(Yazılı alıştırma A):
Alıntılanan metne göre KiRAZ modeli hangi nazariyeden yola çıkılarak geliştirilmiştir?

(Alıntılanan metin):
Üst düzey becerileri kazanmış ancak kökleri sağlam olmayan bir insanın hayatta başarılı olması mümkün müdür?  İnsan’ın temeli karakterde, zihniyette, yenilikçiliği besleyen merakta, sosyal ve duygusal gelişiminde, akademik altyapısında, zanaat ve becerilerinde atılır.

Kiraz Ağacı Nazariyesi’nden yola çıkarak geliştirdiğimiz KiRAZ (Karakter ve Zihniyet Eğitimi, İnovasyon İklimi, Rehberlik ve Psikolojik Danışma, Akademik Başarı ve Yabancı Dil, Zanaat ve Beceri Eğitimi) modeli çocuğun üst düzey beceriler ile donatılması için yere güçlü basan ayakların insanı dengede tutması gibi öğrenme ekosisteminin yere basan ayakları, kökleridir.

    • Karakter ve Zihniyet Eğitimi: Çocuklarımızın, en az bir sanat ve spor dalı ile ilgilenmelerinden, kendileri ile barışık ve mutlu bireyler olarak yetişmelerine, karşılaştıkları zorlukları aşmak için mücadele etmelerinden, yaşadıkları başarısızlıkları dahi bir öğrenme deneyimi olarak görmelerine kadar uzanan karakter ve zihniyet eğitimleri okul öncesi eğitimden lise eğitiminin sonuna kadar yapılandırılmakta ve desteklenmektedir. Okulun yetiştirmek istediği çocukların sahip olacakları zihniyet; bir sorun karşısında başkalarının çözümlerini bekleyen standart zihniyet yerine, kendi özgün-yaratıcı çözüm yollarını geliştiren, deneyen, azmeden ve sebat gösteren yenilikçi bir zihniyettir. Karakter (Character) ve Zihniyet (Mindset) birbirinden ayrı olarak düşünülemez. Her zihniyetin bir karakteri vardır.  Güçlü ve sağlam bir zihniyet, güçlü ve sağlam bir karakteri ortaya çıkarır. Bu nedenle doğruluğu, dürüstlüğü, çalışkanlığı, evrensel ve milli değerlere saygılı olmayı, uzlaşmayı, vb. karakter özelliklerini ancak zorluklar karşısında yılmayan, başarısızlıklarından ders alarak ayağa kalkmayı bilen, vazgeçmeyen, yaratıcı, özgün zihniyet sahibi insanlar gösterebilirler.

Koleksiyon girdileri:

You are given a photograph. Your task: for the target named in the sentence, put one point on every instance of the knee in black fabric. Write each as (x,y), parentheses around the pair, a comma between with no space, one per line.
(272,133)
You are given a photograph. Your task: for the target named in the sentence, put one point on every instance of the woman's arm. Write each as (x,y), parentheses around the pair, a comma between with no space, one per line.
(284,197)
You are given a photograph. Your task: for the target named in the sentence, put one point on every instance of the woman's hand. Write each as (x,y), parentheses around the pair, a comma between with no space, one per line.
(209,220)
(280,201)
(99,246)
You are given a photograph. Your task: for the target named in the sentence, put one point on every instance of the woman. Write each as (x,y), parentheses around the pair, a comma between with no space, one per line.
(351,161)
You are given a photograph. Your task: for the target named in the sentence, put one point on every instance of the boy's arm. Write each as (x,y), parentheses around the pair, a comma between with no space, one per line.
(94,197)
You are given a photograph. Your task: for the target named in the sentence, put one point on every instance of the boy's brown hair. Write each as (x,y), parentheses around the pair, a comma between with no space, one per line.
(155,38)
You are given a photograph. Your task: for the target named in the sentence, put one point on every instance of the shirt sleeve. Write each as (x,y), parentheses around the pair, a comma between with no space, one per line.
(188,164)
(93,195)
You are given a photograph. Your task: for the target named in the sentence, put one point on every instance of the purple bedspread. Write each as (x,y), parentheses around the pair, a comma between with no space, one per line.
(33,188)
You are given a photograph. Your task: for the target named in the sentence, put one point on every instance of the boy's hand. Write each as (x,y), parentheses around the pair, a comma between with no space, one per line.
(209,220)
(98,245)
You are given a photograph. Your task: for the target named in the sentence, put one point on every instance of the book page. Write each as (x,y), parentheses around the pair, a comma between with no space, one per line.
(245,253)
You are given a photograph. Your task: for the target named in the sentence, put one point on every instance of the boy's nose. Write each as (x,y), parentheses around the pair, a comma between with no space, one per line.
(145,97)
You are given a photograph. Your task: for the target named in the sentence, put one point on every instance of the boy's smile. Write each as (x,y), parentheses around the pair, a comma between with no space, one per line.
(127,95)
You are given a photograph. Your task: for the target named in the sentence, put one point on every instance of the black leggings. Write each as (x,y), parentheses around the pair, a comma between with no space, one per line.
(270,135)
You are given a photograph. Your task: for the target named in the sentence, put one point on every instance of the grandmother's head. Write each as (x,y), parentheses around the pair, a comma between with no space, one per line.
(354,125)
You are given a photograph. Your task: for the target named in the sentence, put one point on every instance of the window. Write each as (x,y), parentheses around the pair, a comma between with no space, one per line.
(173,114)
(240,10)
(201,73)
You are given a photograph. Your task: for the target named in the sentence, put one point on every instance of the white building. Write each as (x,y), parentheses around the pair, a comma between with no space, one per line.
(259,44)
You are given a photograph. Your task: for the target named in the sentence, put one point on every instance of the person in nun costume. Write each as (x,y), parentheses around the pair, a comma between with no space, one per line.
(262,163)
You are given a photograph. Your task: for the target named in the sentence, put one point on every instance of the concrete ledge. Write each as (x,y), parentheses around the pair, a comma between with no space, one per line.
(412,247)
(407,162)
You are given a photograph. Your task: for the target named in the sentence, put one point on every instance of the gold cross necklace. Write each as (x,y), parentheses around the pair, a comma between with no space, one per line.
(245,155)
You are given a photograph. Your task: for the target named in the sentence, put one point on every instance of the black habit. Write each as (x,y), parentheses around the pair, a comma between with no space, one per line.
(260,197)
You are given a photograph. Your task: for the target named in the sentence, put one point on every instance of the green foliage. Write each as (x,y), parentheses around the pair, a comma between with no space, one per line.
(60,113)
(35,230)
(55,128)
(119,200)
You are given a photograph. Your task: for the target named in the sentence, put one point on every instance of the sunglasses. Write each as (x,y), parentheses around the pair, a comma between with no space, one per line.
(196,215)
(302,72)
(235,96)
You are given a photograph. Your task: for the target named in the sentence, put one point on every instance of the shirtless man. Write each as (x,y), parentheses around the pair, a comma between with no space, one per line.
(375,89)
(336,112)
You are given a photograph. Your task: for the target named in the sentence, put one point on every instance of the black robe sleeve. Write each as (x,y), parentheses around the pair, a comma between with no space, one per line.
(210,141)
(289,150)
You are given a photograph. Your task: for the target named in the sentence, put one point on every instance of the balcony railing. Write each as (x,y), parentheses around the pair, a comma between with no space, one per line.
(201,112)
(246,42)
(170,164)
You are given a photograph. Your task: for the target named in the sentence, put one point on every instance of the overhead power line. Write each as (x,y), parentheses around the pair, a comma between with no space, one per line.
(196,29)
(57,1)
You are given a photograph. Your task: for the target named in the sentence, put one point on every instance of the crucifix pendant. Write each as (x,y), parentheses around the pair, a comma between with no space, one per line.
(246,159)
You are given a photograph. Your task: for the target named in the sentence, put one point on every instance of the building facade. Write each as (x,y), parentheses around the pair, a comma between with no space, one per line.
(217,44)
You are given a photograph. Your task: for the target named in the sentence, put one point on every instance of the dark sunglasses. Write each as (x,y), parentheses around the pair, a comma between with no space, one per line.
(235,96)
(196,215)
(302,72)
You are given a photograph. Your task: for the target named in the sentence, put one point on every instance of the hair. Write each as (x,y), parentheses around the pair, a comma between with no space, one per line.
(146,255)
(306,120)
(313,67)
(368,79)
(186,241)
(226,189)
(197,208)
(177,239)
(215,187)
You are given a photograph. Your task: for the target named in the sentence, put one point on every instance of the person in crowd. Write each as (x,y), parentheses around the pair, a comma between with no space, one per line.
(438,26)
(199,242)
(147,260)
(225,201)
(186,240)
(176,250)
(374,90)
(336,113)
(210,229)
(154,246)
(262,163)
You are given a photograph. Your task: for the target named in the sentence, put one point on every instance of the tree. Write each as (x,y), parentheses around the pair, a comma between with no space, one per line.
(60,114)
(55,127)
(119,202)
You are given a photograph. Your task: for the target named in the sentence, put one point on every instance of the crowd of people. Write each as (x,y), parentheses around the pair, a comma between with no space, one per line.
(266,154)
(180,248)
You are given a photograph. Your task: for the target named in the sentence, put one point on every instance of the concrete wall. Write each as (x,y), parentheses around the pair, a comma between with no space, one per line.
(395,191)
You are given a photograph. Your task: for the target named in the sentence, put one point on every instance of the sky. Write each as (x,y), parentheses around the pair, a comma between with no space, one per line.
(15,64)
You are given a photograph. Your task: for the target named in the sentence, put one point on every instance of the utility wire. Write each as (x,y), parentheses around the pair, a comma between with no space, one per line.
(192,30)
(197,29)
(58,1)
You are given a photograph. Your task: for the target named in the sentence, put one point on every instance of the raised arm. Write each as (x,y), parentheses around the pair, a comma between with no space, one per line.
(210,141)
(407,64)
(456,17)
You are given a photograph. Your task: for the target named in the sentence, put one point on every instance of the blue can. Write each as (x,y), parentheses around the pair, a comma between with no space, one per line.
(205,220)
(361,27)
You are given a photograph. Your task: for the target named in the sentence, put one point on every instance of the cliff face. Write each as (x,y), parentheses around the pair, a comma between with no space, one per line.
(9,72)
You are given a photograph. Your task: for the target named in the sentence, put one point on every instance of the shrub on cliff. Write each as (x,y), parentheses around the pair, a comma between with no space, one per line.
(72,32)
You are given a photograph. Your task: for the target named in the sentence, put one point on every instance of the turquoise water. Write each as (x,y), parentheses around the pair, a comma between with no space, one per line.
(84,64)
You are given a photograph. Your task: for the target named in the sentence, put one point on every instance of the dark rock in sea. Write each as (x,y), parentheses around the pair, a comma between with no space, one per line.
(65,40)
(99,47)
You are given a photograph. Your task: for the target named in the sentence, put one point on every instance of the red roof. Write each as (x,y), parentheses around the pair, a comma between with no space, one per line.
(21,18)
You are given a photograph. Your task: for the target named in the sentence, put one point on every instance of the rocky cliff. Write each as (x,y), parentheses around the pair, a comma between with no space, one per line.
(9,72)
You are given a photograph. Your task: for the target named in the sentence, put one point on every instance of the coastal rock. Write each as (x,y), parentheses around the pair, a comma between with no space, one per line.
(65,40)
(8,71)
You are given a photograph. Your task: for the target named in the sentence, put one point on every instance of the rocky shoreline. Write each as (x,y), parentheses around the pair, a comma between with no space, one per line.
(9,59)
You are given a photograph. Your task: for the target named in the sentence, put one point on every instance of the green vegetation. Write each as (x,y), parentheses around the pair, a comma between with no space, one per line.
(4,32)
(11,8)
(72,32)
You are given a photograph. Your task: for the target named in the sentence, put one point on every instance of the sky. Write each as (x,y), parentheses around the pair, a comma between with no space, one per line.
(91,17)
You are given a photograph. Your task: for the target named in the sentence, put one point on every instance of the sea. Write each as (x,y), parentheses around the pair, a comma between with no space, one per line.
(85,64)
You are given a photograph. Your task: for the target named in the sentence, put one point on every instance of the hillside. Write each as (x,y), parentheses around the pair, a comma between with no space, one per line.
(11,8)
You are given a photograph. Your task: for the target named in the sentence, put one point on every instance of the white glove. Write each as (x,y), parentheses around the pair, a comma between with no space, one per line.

(Yazılı alıştırma B):
Listede "fabric" sözcüğünün geçtiği bütün satırları belirleyip kopyalayın.

(Çıktı A):
Kiraz Ağacı Nazariyesi’nden yola çıkılarak geliştirilmiştir.

(Çıktı B):
You are given a photograph. Your task: for the target named in the sentence, put one point on every instance of the knee in black fabric. Write each as (x,y), parentheses around the pair, a comma between with no space, one per line.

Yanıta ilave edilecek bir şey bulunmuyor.